** BEGIN **

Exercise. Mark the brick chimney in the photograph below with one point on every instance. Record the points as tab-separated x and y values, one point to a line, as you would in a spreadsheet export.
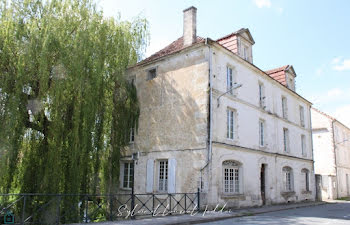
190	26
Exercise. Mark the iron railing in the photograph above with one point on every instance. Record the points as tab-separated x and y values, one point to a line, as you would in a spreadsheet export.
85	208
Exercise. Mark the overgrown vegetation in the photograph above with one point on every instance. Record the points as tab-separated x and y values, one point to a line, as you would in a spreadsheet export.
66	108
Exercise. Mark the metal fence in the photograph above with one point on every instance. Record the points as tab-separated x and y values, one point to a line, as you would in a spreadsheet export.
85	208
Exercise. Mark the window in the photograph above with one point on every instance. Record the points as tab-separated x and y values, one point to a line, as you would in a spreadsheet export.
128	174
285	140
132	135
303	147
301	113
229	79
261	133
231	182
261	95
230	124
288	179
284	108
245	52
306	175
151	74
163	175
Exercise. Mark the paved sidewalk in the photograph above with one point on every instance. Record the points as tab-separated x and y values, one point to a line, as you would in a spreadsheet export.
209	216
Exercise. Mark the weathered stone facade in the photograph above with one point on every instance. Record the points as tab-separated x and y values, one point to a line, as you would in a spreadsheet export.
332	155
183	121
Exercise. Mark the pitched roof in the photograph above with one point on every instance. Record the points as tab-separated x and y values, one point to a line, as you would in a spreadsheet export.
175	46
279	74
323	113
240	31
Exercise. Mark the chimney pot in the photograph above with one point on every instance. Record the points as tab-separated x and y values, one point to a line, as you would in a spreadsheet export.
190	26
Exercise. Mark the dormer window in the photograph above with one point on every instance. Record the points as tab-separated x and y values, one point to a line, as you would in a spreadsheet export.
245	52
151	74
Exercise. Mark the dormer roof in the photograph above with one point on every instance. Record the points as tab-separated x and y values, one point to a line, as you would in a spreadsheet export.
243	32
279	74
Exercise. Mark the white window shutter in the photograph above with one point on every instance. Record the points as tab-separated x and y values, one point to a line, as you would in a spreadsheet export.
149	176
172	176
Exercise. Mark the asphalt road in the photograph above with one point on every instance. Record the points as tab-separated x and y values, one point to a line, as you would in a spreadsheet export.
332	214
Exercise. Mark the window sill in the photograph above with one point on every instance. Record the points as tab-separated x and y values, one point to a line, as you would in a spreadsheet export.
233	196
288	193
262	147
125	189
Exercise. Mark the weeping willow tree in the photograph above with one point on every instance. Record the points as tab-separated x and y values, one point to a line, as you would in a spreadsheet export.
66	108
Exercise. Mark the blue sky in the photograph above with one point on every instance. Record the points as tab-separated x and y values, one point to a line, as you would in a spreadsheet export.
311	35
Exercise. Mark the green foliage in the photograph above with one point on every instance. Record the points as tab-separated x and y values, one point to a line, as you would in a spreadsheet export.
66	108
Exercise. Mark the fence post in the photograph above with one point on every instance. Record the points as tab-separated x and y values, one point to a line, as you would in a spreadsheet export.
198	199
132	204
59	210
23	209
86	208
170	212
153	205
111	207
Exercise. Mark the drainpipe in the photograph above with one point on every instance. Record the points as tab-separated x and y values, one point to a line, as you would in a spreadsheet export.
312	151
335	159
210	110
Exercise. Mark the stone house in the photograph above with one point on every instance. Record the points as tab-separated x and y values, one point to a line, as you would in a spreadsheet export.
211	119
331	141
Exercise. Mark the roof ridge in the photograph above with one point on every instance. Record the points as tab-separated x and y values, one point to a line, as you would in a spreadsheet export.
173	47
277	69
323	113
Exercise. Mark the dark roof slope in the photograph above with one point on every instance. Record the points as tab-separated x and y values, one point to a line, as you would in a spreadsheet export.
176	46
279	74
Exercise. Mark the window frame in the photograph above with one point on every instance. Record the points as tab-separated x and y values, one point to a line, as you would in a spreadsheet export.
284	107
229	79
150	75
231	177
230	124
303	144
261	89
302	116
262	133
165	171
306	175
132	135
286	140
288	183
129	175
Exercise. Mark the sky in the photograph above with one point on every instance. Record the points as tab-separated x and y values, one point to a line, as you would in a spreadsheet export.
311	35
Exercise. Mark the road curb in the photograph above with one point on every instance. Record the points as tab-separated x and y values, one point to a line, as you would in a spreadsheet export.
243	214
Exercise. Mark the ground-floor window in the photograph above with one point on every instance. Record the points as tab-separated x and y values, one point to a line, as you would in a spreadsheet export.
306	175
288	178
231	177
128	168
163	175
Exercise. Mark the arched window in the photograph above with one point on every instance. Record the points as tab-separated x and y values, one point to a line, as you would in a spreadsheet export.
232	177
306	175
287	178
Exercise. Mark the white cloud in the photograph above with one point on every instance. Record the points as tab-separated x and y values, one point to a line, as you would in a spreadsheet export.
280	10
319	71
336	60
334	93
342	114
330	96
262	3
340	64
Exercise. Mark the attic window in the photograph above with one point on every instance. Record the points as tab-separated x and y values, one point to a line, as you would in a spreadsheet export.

** END **

Write out the records again word for word, starting at the line that has "Exercise. Mark the white cloud" and going on through the final line of the records.

## Result of the task
Exercise. Mark the white cloud in the photograph above with one point on every instance. Record the points as tab-separated x and y values, one point to a line, as you would in a spreadsheet export.
280	10
319	71
336	60
334	93
342	114
330	96
262	3
340	64
Exercise. Mark the attic window in the photograph above with one point on every instance. Record the points as tab-separated x and y values, one point to a line, as you would in a spreadsheet export.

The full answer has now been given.